* _Excerpt to read_:
New York Attorney General Letitia James is investigating whether the Cuomo administration illegally obscured statistics concerning covid-19 nursing home deaths. If that proves to be James’s conclusion, this will be a case in which the offense and the coverup are both very bad indeed ,one a blunder of deadly proportions, the other a possible crime.
Seven women have gone public with descriptions of creepy behavior — unwanted touching, leering looks, sexually loaded commentary , for which the governor was forced to apologize, although he kept explaining that it was “unintentional.” It’s all of a pattern, and the pattern has been enough to inspire a bunch of New York Democrats to call for his resignation, including Senate Majority Leader Charles E. Schumer and Sen. Kirsten Gillibrand.
Now there’s a third scandal, and this one might make the bully governor wish he had heeded Mizner’s advice. When the first wave of the pandemic was inundating New York and testing capacity was overwhelmed, Cuomo arranged access to coronavirus tests for his family and certain friends. This is the sort of thing that happens often but never looks good — special favors for the powerful and well-connected. Most elected officials have some version of privilege in their story: an airline upgrade, a backstage pass, a seat in a stadium suite. When it’s leaked at the moment of greatest vulnerability, you can assume the official is not surrounded by friends at all.

* _Problem set_:
(A) Answer these questions about the Cuomo passage:
(i) Who is investigating whether the Cuomo administration illegally obscured nursing home death statistics?
(ii) How many women have gone public with descriptions of the governor's behavior?
(iii) What did Cuomo arrange for his family and certain friends during the first wave of the pandemic?
(B) According to the Cuomo passage, why does Cuomo's arranging coronavirus tests for family and friends look bad?
(C) Output the part of the Cuomo passage between "New York Attorney" and "Sen. Kirsten Gillibrand.", inclusive.
The material that comes after this has no connection to the Cuomo passage.

* _Material shown_:
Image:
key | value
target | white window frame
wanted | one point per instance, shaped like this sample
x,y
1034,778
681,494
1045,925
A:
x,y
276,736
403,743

==

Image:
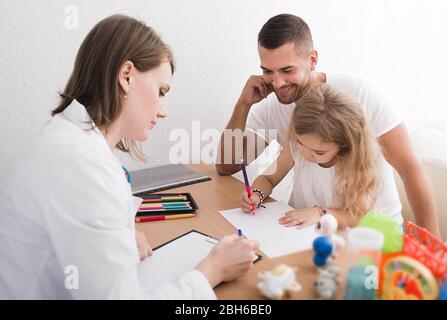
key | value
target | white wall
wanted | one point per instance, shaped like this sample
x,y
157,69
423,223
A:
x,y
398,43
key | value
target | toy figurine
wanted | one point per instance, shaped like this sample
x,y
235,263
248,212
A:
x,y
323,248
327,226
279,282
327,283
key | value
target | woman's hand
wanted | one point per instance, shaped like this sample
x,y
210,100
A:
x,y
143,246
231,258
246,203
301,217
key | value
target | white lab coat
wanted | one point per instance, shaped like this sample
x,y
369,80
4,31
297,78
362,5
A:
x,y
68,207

* _List of answers_:
(A)
(i) New York Attorney General Letitia James.
(ii) Seven.
(iii) Access to coronavirus tests.

(B) It was a special favor for the powerful and well-connected, the kind of thing that happens often but never looks good. He arranged it while the first wave of the pandemic was inundating New York and testing capacity was overwhelmed.

(C)
New York Attorney General Letitia James is investigating whether the Cuomo administration illegally obscured statistics concerning covid-19 nursing home deaths. If that proves to be James’s conclusion, this will be a case in which the offense and the coverup are both very bad indeed ,one a blunder of deadly proportions, the other a possible crime.
Seven women have gone public with descriptions of creepy behavior — unwanted touching, leering looks, sexually loaded commentary , for which the governor was forced to apologize, although he kept explaining that it was “unintentional.” It’s all of a pattern, and the pattern has been enough to inspire a bunch of New York Democrats to call for his resignation, including Senate Majority Leader Charles E. Schumer and Sen. Kirsten Gillibrand.